Àqueles que desmerecem essa pecha, sustentando que “com fascista não tem conversa”, é preciso dizer que essa máxima, além de covarde, é fascistoide par excellence, pois quem se nega ao diálogo é o fascista. Então, quando alguém se recusa a conversar com um fascista porque é ele fascista, torna-se aquele que critica. O antifascista tem por obrigação, não só propor, como principalmente manter o diálogo com o fascista. Assim como ignorar os machistas nunca teria levado as feministas às suas muitas vitórias, assim também, deixar de interpelar o fascismo não fará com que o superemos.

» Instrução escrita 1
Passe para uma tabela Markdown, com as colunas Nº e Linha, as linhas da listagem que vão do começo até a linha que contém "pixel 100 308", incluindo as duas pontas. Pule as linhas em branco e deixe as imagens de fora.

Trechos de dados de marcação de locais

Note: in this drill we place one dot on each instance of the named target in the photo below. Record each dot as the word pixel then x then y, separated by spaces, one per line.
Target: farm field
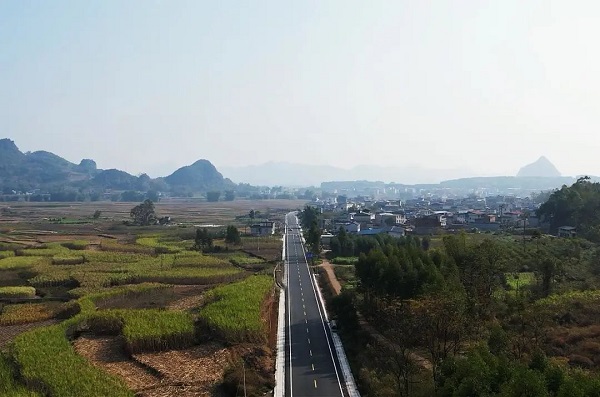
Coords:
pixel 100 308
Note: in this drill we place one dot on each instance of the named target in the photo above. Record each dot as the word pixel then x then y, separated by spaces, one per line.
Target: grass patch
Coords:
pixel 48 361
pixel 236 311
pixel 146 329
pixel 8 383
pixel 6 254
pixel 18 262
pixel 30 312
pixel 516 281
pixel 17 292
pixel 76 245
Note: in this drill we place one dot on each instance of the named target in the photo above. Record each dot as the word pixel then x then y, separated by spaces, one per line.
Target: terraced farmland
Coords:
pixel 150 297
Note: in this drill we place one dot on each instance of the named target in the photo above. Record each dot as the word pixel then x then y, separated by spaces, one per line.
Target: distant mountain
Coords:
pixel 200 176
pixel 541 167
pixel 293 174
pixel 47 172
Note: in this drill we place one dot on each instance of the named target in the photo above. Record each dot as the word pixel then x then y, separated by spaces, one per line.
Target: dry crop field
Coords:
pixel 93 307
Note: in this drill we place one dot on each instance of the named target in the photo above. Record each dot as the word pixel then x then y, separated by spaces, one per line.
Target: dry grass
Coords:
pixel 192 372
pixel 107 353
pixel 201 364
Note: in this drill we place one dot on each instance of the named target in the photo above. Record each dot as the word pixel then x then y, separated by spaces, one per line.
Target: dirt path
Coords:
pixel 375 334
pixel 333 281
pixel 107 353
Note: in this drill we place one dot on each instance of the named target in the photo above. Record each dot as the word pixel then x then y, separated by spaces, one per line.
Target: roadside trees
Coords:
pixel 143 214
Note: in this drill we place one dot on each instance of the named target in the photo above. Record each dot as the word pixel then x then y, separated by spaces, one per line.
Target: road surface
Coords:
pixel 311 366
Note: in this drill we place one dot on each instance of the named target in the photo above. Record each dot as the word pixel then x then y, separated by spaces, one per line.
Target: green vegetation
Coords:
pixel 30 312
pixel 345 260
pixel 576 205
pixel 17 292
pixel 533 299
pixel 147 329
pixel 45 357
pixel 153 330
pixel 76 244
pixel 118 287
pixel 8 383
pixel 235 314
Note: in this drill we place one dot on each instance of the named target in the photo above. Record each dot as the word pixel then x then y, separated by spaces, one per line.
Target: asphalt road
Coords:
pixel 311 365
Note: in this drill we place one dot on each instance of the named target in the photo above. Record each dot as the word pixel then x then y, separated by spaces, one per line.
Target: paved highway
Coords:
pixel 311 366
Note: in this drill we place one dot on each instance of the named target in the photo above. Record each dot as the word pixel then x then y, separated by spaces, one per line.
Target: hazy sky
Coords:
pixel 149 86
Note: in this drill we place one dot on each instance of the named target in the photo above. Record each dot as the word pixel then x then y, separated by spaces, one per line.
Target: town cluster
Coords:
pixel 428 215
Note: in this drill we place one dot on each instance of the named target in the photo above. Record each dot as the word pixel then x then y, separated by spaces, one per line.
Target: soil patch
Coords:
pixel 180 297
pixel 107 353
pixel 335 285
pixel 202 364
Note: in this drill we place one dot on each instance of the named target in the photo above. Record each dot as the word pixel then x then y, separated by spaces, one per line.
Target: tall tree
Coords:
pixel 143 214
pixel 232 235
pixel 203 239
pixel 213 196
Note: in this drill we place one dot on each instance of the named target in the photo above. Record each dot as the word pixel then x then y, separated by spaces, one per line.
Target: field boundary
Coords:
pixel 280 360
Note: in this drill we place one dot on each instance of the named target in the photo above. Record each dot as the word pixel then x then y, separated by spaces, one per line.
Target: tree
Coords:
pixel 152 195
pixel 229 195
pixel 444 324
pixel 232 235
pixel 213 196
pixel 203 239
pixel 143 214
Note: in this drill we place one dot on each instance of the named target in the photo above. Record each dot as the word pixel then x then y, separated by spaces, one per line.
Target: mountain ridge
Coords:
pixel 42 170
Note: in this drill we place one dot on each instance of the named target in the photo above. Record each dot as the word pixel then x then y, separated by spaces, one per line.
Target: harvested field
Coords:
pixel 202 364
pixel 179 297
pixel 192 372
pixel 107 353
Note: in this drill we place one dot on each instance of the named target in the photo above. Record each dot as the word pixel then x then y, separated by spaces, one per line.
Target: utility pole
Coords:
pixel 244 368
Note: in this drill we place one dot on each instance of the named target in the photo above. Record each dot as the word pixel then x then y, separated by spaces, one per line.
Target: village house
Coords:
pixel 264 228
pixel 567 231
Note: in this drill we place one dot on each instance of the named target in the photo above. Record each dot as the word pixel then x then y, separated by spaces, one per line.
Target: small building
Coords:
pixel 567 231
pixel 429 225
pixel 349 227
pixel 264 228
pixel 326 240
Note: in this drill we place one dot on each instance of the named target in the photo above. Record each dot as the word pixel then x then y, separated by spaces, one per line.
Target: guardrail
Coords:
pixel 280 359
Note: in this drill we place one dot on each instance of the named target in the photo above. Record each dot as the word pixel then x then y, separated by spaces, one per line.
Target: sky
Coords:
pixel 150 86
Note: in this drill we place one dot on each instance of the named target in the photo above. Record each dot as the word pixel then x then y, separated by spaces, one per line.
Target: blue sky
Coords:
pixel 149 86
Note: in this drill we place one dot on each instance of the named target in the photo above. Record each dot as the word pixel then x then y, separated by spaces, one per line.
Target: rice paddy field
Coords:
pixel 92 307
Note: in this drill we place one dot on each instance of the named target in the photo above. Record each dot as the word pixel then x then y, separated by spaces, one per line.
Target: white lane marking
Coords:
pixel 290 327
pixel 322 321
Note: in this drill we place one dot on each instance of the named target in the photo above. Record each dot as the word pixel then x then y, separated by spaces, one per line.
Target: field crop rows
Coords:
pixel 17 292
pixel 93 274
pixel 8 385
pixel 30 312
pixel 235 313
pixel 128 263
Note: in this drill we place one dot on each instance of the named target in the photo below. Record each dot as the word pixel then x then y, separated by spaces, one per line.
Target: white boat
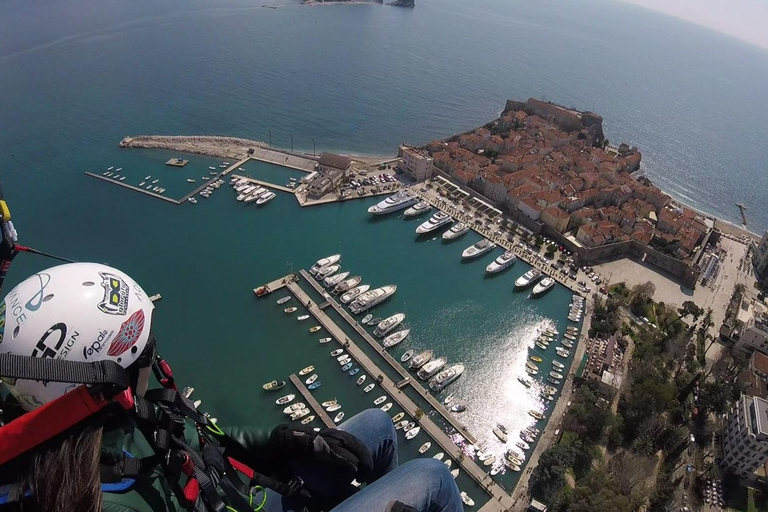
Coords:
pixel 266 198
pixel 335 279
pixel 417 209
pixel 445 377
pixel 436 221
pixel 347 284
pixel 543 286
pixel 388 324
pixel 393 203
pixel 324 262
pixel 354 292
pixel 431 368
pixel 421 359
pixel 328 271
pixel 412 433
pixel 456 231
pixel 502 262
pixel 371 298
pixel 528 278
pixel 478 249
pixel 395 338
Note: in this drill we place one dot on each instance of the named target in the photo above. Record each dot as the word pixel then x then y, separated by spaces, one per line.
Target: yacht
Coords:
pixel 393 203
pixel 543 286
pixel 456 231
pixel 445 377
pixel 437 220
pixel 348 284
pixel 417 209
pixel 335 279
pixel 266 198
pixel 388 324
pixel 354 292
pixel 432 368
pixel 502 262
pixel 395 338
pixel 421 359
pixel 324 262
pixel 371 298
pixel 528 278
pixel 480 248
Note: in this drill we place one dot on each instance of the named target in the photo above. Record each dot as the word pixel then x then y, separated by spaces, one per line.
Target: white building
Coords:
pixel 745 441
pixel 414 163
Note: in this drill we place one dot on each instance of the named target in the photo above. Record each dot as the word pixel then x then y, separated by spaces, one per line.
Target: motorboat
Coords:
pixel 273 385
pixel 478 249
pixel 354 292
pixel 436 221
pixel 461 406
pixel 328 271
pixel 445 377
pixel 389 323
pixel 417 209
pixel 395 338
pixel 412 433
pixel 393 203
pixel 528 278
pixel 347 284
pixel 421 359
pixel 371 298
pixel 324 262
pixel 266 198
pixel 335 279
pixel 456 231
pixel 432 367
pixel 543 286
pixel 502 262
pixel 295 407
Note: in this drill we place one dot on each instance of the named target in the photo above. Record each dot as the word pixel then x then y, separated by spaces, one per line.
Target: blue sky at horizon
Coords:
pixel 743 19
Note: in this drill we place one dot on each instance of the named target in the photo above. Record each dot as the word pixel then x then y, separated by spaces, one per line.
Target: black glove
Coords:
pixel 344 450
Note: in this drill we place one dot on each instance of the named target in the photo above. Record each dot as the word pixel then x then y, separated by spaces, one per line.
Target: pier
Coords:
pixel 499 499
pixel 313 404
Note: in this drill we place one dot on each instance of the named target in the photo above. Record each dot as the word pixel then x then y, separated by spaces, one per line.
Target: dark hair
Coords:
pixel 64 474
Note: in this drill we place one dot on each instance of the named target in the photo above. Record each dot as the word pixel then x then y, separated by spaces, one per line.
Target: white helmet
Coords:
pixel 74 312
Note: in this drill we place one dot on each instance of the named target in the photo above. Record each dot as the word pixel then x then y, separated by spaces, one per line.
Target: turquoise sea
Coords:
pixel 78 75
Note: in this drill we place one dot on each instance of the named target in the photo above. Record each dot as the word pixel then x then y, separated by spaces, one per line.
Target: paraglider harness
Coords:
pixel 211 477
pixel 211 483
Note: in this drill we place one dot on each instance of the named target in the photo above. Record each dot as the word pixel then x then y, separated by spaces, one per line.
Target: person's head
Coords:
pixel 75 312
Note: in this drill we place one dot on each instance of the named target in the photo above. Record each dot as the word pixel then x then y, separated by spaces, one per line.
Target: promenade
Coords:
pixel 499 499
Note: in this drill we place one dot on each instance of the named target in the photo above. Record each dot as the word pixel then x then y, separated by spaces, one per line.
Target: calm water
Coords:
pixel 78 75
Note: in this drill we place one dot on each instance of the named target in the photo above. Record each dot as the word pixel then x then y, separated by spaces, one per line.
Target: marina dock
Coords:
pixel 313 404
pixel 500 500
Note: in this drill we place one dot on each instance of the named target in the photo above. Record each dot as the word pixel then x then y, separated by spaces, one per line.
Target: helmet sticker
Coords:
pixel 128 334
pixel 115 301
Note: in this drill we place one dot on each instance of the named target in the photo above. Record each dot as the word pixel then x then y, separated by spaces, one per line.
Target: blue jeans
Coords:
pixel 425 484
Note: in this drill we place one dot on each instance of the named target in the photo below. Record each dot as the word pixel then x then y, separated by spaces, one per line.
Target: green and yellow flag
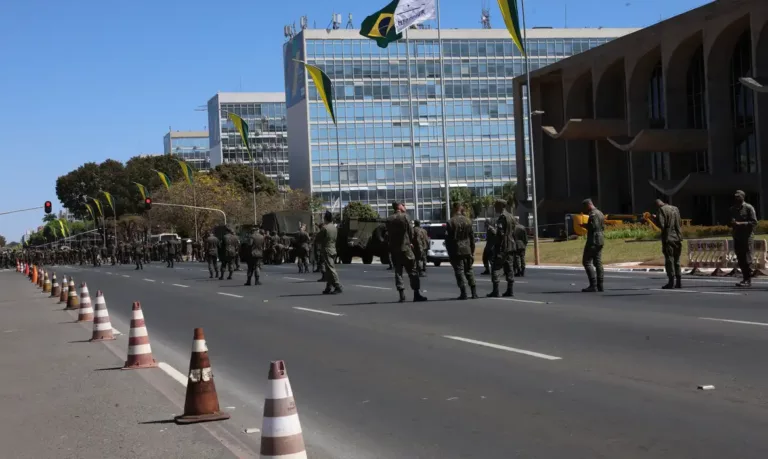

» Instrução escrita 2
Extraia na íntegra o trecho sobre o diálogo com o fascista.

» Resultado final 1
| Nº | Linha |
|---|---|
| 1 | Note: in this drill we place one dot on each instance of the named target in the photo below. Record each dot as the word pixel then x then y, separated by spaces, one per line. |
| 2 | Target: farm field |
| 3 | Coords: |
| 4 | pixel 100 308 |

» Resultado final 2
Àqueles que desmerecem essa pecha, sustentando que “com fascista não tem conversa”, é preciso dizer que essa máxima, além de covarde, é fascistoide par excellence, pois quem se nega ao diálogo é o fascista. Então, quando alguém se recusa a conversar com um fascista porque é ele fascista, torna-se aquele que critica. O antifascista tem por obrigação, não só propor, como principalmente manter o diálogo com o fascista. Assim como ignorar os machistas nunca teria levado as feministas às suas muitas vitórias, assim também, deixar de interpelar o fascismo não fará com que o superemos.